What you have to do:
Take the data that follows and retype it word for word.

Data entries:
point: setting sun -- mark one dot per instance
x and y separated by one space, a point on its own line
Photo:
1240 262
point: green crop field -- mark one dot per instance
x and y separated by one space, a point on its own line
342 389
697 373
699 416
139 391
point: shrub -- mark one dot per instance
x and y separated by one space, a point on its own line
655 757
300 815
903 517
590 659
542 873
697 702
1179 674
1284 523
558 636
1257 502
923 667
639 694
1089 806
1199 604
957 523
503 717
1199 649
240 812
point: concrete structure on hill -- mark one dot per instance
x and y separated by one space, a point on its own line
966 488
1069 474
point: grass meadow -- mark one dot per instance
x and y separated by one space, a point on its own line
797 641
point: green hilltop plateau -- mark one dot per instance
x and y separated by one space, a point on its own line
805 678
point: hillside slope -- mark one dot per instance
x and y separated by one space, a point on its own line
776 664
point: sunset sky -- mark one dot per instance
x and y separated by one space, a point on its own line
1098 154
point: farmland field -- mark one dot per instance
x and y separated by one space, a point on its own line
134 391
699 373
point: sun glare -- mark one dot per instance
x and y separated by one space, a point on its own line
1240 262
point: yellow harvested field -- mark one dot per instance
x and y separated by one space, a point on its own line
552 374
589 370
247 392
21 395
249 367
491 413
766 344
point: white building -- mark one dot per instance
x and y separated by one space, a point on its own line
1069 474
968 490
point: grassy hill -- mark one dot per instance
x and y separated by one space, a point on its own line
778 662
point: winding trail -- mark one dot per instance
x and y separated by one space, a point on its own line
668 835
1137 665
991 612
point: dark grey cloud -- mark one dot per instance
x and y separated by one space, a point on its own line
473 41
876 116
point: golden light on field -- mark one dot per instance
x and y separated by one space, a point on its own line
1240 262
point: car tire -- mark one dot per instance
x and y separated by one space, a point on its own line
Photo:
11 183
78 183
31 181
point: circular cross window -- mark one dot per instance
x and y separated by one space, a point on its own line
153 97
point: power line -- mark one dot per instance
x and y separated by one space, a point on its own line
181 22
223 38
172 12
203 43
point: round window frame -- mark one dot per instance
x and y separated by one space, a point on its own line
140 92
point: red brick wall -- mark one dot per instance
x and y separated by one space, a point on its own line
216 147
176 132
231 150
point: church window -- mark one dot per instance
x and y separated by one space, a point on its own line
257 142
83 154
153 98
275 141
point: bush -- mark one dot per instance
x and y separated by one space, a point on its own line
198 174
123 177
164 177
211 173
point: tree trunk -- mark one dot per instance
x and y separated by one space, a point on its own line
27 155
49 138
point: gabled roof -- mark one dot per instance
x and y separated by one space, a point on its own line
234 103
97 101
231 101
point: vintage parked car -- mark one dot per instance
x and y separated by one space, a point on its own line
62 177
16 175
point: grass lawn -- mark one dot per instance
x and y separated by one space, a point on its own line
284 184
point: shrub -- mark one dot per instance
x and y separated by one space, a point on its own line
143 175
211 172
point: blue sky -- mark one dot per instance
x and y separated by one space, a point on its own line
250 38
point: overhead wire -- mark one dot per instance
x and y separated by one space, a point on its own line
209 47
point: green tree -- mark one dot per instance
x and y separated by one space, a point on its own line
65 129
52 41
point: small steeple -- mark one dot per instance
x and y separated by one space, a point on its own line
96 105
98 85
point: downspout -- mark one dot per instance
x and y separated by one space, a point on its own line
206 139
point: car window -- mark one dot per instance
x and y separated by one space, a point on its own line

Response to this task:
point: setting sun -- mark one dot per instance
x and y separated by one space, a point on its own line
Photo:
1240 262
point: green crop field -- mark one dot per instance
x and y separated by one space, a point on its own line
342 389
697 373
699 416
139 391
point: shrub -- mark one dot per instance
x and y separated by one space, a point on its own line
655 757
300 815
903 517
590 659
542 873
697 702
1179 674
1284 523
558 636
1257 502
923 667
639 694
1089 806
1199 604
957 523
503 717
1199 649
240 812
point: concrete structure on hill -- mark one dot per instance
x and y separated by one space, a point on its own line
966 488
1069 474
point: grass meadow -- mark one dot per instance
x and y separated by one space, a point on its own line
797 641
point: green hilltop plateau -- mark one dot per instance
x and y separated by one space, a point on its own line
805 678
point: hillside slope -- mark one dot per instance
x and y separated by one space, a point on its own line
776 664
point: sunset sky -- mark one dot per instance
x and y separated by one space, a point on its own line
1098 154
point: farmland field -- mark one dot per instance
x and y separated by one space, a point on its own line
134 391
699 373
point: sun glare -- mark one dot per instance
x and y separated by one space, a point on its own line
1240 262
point: yellow harvested field -- mark one dot per instance
x and y separated by one space, a point on its own line
552 374
589 370
247 392
21 395
249 367
491 413
766 344
point: white building -- mark one dot per instance
x and y separated by one space, a point on its own line
1069 474
968 490
point: grassy hill -- mark one dot per instance
x and y separated by one space, a point on its own line
778 662
point: winding trail -- mark one dot per instance
x and y separated by one space, a point on its own line
668 835
1137 665
991 612
point: dark grey cloud -- mark one dot per instance
x and y separated by one space, a point on its own line
473 41
876 116
point: golden light on field -- mark one dot per instance
x and y separated by one space, a point on its own line
1240 262
point: car tire -- mark one dot per instance
x and y separated by one space, a point on its own line
Photo:
11 183
78 183
31 181
point: circular cross window -- mark one dot per instance
x and y separated by one space, a point on its own line
153 97
point: power line -- mark one dot per instance
x and y separated by one space, a point on its own line
181 22
223 38
172 12
203 43
point: round window frame -- mark one dot per instance
x and y separated by one space, a point on its own line
140 92
point: red brick wall -- mark one dot per instance
x and y separated by one space, a point on its own line
216 147
176 132
231 150
point: church window -- mark one dot per instance
x and y separated by one space, a point on its own line
257 142
83 154
153 98
275 141
point: bush -- mark one dot per instance
x and y separated by one space, a point on its own line
198 174
123 177
164 177
211 173
point: tree trunk -- mark one dot per instance
x and y separated by one space, a point on its own line
27 155
49 138
point: gabled roof -- mark one dot per instance
x and y separated by one space, a point on its own line
234 103
97 101
231 101
point: vintage parked car -- mark one dot per instance
x and y separated by one space, a point on its own line
62 177
16 175
point: grass lawn -- mark one dot per instance
x and y separated by one space, a point on its own line
284 184
point: shrub -- mark one dot per instance
x and y separated by one space, a point on its own line
143 175
211 172
point: blue sky -- mark one dot per instance
x and y separated by one space, a point on its own line
250 38
point: overhead wire -- mark one dot per instance
x and y separated by one space, a point on its own line
209 47
point: green tree -- mark one dot per instance
x and y separated by one space, a point on its own line
65 129
52 41
point: small steeple -- mark one dot per instance
x and y separated by one space, a point on its own line
96 105
98 85
point: downspout -- mark one dot per instance
x and y separated by one space, a point on its own line
206 139
point: car window -- mark one dot per instance
x and y separated by one space, a point on its own line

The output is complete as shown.